--- start ---

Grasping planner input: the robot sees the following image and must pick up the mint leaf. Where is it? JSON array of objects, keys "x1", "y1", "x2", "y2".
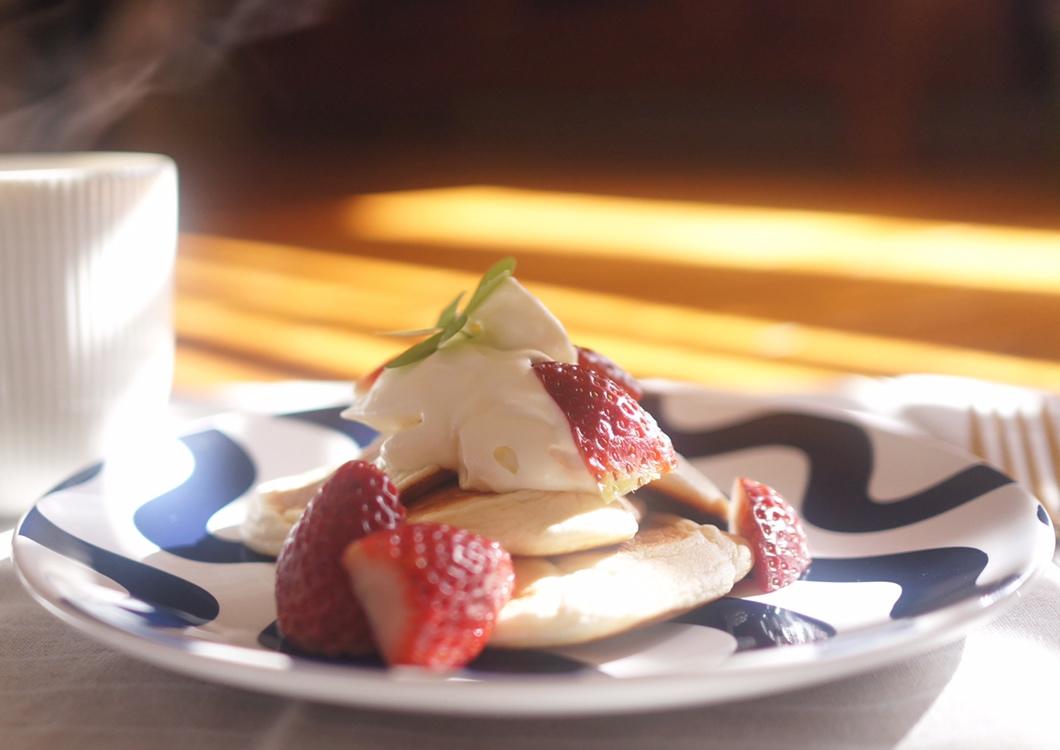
[
  {"x1": 435, "y1": 291, "x2": 464, "y2": 328},
  {"x1": 464, "y1": 255, "x2": 515, "y2": 315},
  {"x1": 383, "y1": 256, "x2": 515, "y2": 370},
  {"x1": 377, "y1": 325, "x2": 442, "y2": 338},
  {"x1": 386, "y1": 331, "x2": 444, "y2": 370}
]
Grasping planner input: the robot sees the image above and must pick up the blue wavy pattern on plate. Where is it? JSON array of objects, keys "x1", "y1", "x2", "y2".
[
  {"x1": 18, "y1": 508, "x2": 220, "y2": 627},
  {"x1": 280, "y1": 407, "x2": 379, "y2": 448},
  {"x1": 806, "y1": 547, "x2": 993, "y2": 619},
  {"x1": 674, "y1": 596, "x2": 835, "y2": 651},
  {"x1": 133, "y1": 430, "x2": 272, "y2": 564},
  {"x1": 640, "y1": 405, "x2": 1012, "y2": 534},
  {"x1": 20, "y1": 397, "x2": 1034, "y2": 673}
]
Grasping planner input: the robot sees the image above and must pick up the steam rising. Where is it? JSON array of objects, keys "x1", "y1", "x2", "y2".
[{"x1": 0, "y1": 0, "x2": 328, "y2": 151}]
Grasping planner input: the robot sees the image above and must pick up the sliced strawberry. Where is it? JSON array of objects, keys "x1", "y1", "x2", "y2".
[
  {"x1": 729, "y1": 477, "x2": 811, "y2": 592},
  {"x1": 533, "y1": 361, "x2": 676, "y2": 496},
  {"x1": 575, "y1": 346, "x2": 644, "y2": 401},
  {"x1": 342, "y1": 523, "x2": 515, "y2": 669},
  {"x1": 276, "y1": 461, "x2": 405, "y2": 656}
]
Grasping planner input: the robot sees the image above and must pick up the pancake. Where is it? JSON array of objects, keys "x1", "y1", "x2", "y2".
[
  {"x1": 242, "y1": 459, "x2": 623, "y2": 556},
  {"x1": 490, "y1": 514, "x2": 753, "y2": 648},
  {"x1": 636, "y1": 453, "x2": 729, "y2": 521},
  {"x1": 240, "y1": 465, "x2": 456, "y2": 557},
  {"x1": 240, "y1": 466, "x2": 338, "y2": 557},
  {"x1": 408, "y1": 487, "x2": 639, "y2": 556}
]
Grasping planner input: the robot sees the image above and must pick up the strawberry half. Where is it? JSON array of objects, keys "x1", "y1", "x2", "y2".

--- end ---

* The exercise *
List every line of the items above that contains the word "steam". Case counts.

* Solved problem *
Grasping planner input: the robot sees the image above and must pick up the steam rising. Where is it? JSON array of objects, keys "x1", "y1", "x2", "y2".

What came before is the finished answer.